Instructions for the task — Everything from the line with "of the hillside" through the end of the entries must be transcribed exactly; no other lines belong in the answer.

================

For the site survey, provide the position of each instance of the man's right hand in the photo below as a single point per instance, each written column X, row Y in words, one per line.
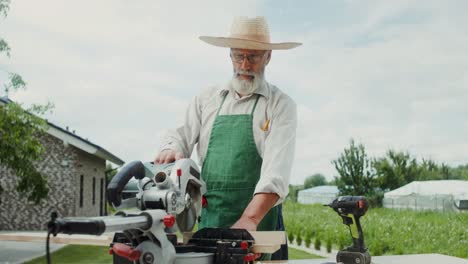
column 168, row 156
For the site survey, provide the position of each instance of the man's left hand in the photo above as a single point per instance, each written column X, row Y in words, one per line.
column 246, row 223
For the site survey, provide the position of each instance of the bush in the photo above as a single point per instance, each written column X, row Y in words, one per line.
column 290, row 237
column 329, row 245
column 307, row 240
column 318, row 243
column 299, row 239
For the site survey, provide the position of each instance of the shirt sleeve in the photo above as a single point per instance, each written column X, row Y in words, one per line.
column 279, row 150
column 184, row 138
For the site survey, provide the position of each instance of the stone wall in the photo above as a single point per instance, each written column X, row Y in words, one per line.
column 89, row 167
column 62, row 164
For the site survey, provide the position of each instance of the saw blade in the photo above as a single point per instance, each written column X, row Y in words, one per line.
column 187, row 218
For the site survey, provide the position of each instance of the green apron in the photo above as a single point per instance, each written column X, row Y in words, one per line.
column 231, row 171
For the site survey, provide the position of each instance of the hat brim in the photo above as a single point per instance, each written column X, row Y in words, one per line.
column 238, row 43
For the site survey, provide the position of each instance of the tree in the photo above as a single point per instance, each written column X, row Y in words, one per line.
column 355, row 171
column 395, row 169
column 20, row 131
column 314, row 180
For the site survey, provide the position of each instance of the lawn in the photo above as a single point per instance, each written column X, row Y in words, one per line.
column 99, row 254
column 386, row 231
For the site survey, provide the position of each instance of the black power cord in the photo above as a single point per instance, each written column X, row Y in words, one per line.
column 47, row 247
column 51, row 229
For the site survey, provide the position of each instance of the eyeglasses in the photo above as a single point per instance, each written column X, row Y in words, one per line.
column 251, row 58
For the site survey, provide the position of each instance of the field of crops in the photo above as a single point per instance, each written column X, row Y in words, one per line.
column 386, row 231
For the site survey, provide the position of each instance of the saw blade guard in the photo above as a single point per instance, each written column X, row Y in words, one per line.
column 176, row 188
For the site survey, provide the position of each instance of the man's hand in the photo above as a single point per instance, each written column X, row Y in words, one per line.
column 246, row 223
column 168, row 156
column 256, row 210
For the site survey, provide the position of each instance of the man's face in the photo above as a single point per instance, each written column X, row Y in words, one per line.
column 245, row 61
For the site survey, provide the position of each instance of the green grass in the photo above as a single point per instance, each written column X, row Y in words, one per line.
column 99, row 254
column 386, row 231
column 78, row 254
column 299, row 254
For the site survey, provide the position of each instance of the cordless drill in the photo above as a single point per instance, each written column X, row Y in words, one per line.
column 351, row 208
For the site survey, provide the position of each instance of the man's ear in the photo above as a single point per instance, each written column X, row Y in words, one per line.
column 268, row 57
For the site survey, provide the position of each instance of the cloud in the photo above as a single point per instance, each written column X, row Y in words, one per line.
column 391, row 74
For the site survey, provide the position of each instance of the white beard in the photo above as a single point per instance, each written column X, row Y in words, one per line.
column 246, row 87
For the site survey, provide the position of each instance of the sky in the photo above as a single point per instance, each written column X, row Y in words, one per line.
column 389, row 74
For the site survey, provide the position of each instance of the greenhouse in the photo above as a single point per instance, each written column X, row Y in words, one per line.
column 320, row 194
column 443, row 195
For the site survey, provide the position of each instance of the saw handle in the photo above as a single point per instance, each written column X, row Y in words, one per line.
column 125, row 251
column 114, row 188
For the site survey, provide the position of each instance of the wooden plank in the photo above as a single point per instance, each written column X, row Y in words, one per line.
column 269, row 237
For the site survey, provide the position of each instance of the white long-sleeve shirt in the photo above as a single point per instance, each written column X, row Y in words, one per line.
column 275, row 142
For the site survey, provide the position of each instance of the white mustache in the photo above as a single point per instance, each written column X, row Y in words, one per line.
column 239, row 72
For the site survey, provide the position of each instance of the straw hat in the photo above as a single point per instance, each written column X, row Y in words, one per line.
column 249, row 33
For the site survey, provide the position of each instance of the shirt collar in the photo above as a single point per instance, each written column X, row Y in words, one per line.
column 262, row 90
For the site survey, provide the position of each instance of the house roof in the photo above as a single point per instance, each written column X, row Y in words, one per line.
column 75, row 140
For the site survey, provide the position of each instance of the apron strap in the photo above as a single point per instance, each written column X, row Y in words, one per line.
column 222, row 102
column 255, row 105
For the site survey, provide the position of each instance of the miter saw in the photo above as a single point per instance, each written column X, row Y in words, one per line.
column 168, row 198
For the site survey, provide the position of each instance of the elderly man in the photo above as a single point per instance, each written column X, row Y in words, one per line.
column 245, row 132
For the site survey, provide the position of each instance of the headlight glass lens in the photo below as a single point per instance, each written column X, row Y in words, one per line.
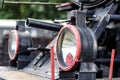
column 67, row 47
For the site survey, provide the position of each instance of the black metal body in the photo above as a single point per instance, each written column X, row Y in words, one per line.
column 102, row 21
column 43, row 25
column 98, row 21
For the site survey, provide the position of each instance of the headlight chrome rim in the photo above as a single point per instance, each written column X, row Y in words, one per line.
column 17, row 45
column 78, row 47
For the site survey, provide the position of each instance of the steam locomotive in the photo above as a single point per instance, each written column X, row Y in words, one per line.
column 86, row 48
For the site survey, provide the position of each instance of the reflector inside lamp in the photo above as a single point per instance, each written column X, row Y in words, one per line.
column 67, row 47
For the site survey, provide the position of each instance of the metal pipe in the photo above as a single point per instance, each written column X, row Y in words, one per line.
column 103, row 60
column 111, row 64
column 44, row 25
column 52, row 62
column 112, row 18
column 29, row 3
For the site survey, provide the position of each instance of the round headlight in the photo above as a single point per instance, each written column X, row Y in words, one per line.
column 68, row 47
column 18, row 43
column 75, row 46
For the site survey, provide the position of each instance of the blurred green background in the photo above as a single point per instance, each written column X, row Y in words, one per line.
column 10, row 11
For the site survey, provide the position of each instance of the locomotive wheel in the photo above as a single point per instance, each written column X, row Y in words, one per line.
column 18, row 43
column 75, row 46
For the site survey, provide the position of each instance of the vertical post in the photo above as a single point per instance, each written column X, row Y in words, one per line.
column 111, row 64
column 52, row 61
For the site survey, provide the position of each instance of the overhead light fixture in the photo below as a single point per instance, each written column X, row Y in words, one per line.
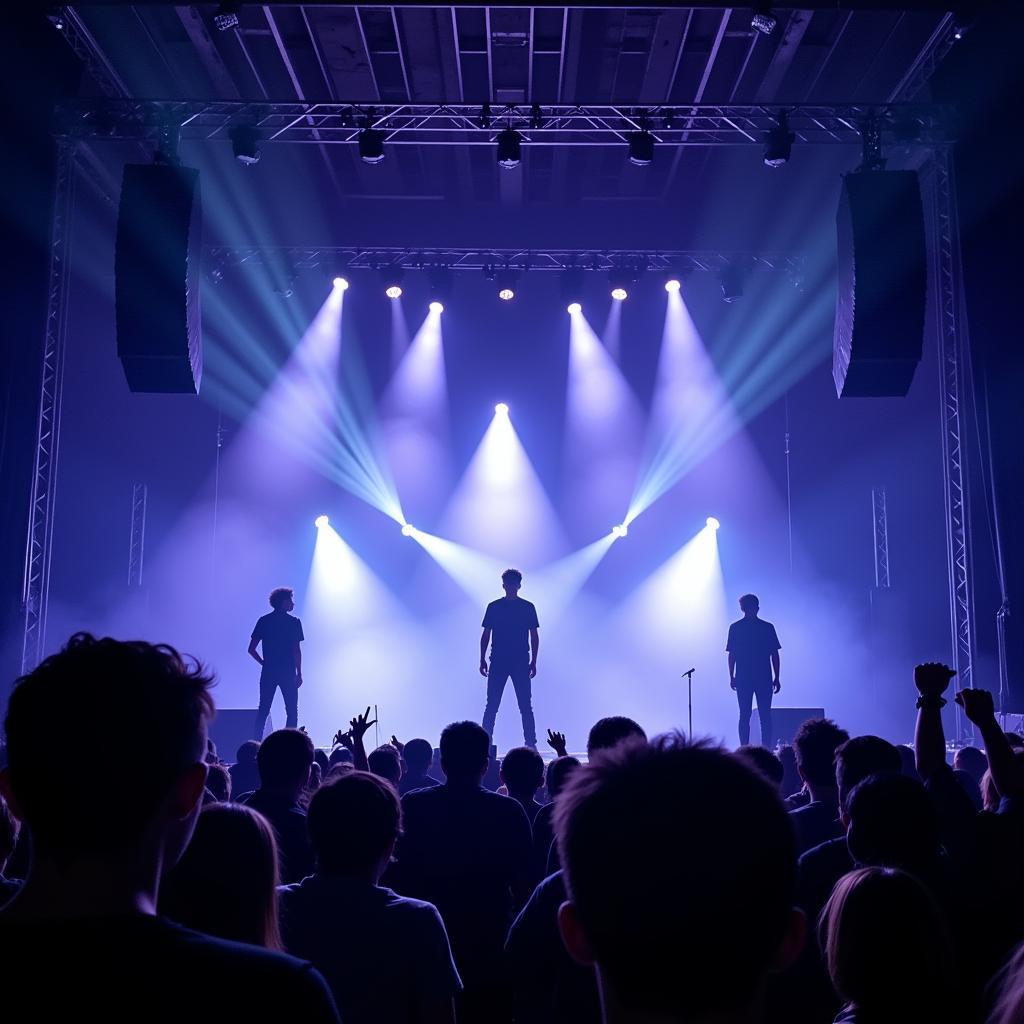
column 245, row 144
column 509, row 151
column 641, row 147
column 778, row 142
column 371, row 142
column 226, row 15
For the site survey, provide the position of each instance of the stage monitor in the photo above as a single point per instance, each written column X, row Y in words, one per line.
column 883, row 285
column 157, row 279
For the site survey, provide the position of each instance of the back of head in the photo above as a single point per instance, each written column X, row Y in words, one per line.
column 893, row 824
column 764, row 761
column 558, row 772
column 284, row 759
column 465, row 751
column 226, row 882
column 887, row 945
column 860, row 757
column 680, row 863
column 522, row 770
column 418, row 754
column 103, row 691
column 815, row 744
column 386, row 763
column 606, row 732
column 354, row 819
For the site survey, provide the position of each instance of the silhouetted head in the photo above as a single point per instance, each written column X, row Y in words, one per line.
column 558, row 773
column 606, row 732
column 226, row 882
column 887, row 946
column 354, row 820
column 764, row 761
column 284, row 760
column 385, row 763
column 419, row 755
column 815, row 744
column 465, row 748
column 522, row 772
column 512, row 582
column 102, row 691
column 686, row 926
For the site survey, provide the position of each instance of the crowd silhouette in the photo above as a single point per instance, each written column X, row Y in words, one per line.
column 651, row 880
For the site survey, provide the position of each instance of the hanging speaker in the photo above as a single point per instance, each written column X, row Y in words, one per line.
column 157, row 275
column 883, row 284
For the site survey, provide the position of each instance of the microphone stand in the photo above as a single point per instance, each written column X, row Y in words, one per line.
column 689, row 700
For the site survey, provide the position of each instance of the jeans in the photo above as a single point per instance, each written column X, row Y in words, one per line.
column 497, row 677
column 745, row 692
column 269, row 680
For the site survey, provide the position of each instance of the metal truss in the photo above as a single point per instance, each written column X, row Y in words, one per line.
column 880, row 523
column 937, row 176
column 36, row 582
column 331, row 259
column 136, row 538
column 462, row 125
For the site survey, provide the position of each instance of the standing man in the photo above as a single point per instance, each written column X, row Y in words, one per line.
column 508, row 624
column 754, row 667
column 282, row 660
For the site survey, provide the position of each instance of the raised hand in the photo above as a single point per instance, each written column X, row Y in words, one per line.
column 977, row 705
column 556, row 740
column 932, row 678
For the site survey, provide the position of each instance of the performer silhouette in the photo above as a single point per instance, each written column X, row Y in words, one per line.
column 754, row 665
column 282, row 660
column 508, row 624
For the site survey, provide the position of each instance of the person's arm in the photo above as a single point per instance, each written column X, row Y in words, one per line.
column 253, row 645
column 484, row 642
column 929, row 738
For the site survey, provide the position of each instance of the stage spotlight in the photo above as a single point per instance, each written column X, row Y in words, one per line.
column 509, row 153
column 641, row 147
column 244, row 139
column 778, row 142
column 371, row 142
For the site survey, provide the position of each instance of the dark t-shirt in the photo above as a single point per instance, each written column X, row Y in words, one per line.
column 752, row 642
column 280, row 632
column 139, row 968
column 510, row 621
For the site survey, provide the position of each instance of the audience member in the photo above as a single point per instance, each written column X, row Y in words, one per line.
column 284, row 761
column 81, row 940
column 815, row 744
column 226, row 882
column 419, row 756
column 689, row 927
column 392, row 964
column 521, row 774
column 468, row 852
column 889, row 951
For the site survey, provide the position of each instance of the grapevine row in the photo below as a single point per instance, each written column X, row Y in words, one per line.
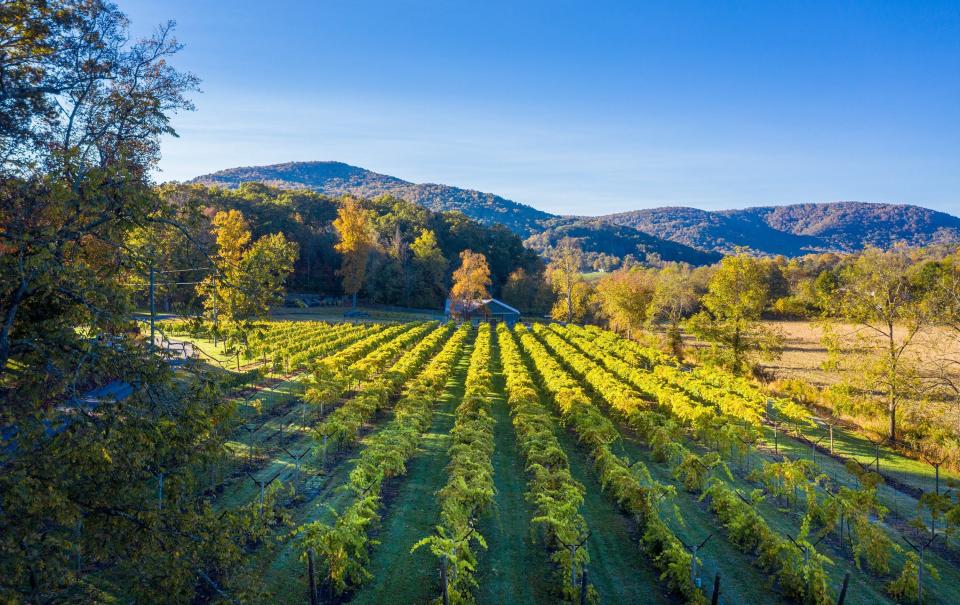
column 551, row 488
column 343, row 424
column 344, row 545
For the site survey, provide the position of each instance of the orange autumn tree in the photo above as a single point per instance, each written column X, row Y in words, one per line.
column 353, row 225
column 470, row 282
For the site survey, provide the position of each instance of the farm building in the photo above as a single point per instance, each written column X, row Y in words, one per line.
column 484, row 309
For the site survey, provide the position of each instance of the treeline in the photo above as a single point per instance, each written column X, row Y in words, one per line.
column 410, row 252
column 889, row 319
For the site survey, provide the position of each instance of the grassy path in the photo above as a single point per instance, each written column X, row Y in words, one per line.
column 399, row 576
column 514, row 569
column 619, row 570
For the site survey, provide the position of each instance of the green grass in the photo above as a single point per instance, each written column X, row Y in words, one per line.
column 515, row 567
column 619, row 571
column 912, row 472
column 413, row 511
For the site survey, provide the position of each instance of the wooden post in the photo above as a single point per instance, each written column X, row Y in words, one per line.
column 443, row 580
column 694, row 575
column 583, row 586
column 312, row 580
column 920, row 576
column 843, row 591
column 77, row 546
column 153, row 311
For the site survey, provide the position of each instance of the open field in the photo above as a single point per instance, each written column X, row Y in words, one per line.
column 415, row 402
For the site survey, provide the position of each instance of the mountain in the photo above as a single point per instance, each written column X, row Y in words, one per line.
column 674, row 233
column 598, row 236
column 796, row 229
column 337, row 178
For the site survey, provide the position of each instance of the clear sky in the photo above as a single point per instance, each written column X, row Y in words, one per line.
column 582, row 107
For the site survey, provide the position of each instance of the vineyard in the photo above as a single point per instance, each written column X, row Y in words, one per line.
column 419, row 462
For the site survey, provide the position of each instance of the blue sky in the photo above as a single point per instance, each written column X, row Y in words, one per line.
column 582, row 107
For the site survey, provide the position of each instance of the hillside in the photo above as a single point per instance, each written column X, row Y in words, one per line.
column 337, row 178
column 597, row 236
column 796, row 229
column 673, row 233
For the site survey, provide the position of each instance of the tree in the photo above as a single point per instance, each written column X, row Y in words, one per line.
column 564, row 271
column 471, row 281
column 353, row 225
column 82, row 112
column 878, row 295
column 730, row 319
column 526, row 291
column 674, row 296
column 624, row 298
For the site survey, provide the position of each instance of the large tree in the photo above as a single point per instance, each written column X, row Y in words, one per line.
column 353, row 225
column 82, row 112
column 730, row 320
column 624, row 297
column 879, row 294
column 565, row 275
column 471, row 282
column 429, row 271
column 249, row 278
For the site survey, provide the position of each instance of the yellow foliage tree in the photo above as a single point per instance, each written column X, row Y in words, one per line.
column 564, row 271
column 353, row 225
column 470, row 281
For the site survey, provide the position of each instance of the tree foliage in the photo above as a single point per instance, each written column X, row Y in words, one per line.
column 471, row 282
column 730, row 319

================

Response to the task —
For the site survey, provide the position of each instance of the hillside in the photo above as a single point per instance, each written column X, row Y in words, one per line.
column 337, row 178
column 597, row 236
column 796, row 229
column 673, row 233
For the site survey, provide the position of each instance of the tree in the photo above as a single point per instance, each written column X, row Y in words, one per line.
column 564, row 271
column 471, row 281
column 353, row 225
column 82, row 112
column 878, row 295
column 730, row 319
column 526, row 291
column 674, row 296
column 624, row 298
For the site survey, provide the position of each instance of the large tree in the photo above as a single point per instance, each written column X, row Y in words, one per line.
column 353, row 225
column 82, row 112
column 730, row 320
column 624, row 297
column 879, row 294
column 565, row 275
column 471, row 282
column 429, row 271
column 249, row 278
For the site survey, provide the position of each instance of the yellow foliage tree in the photo above as a single point per instance, each written column X, row Y in words, one per line.
column 564, row 271
column 353, row 225
column 470, row 281
For the site survey, provide the position of each instance of the tree foliage in the photo above as a single point per instance, each written column X, row Y in words, one per line.
column 471, row 282
column 730, row 319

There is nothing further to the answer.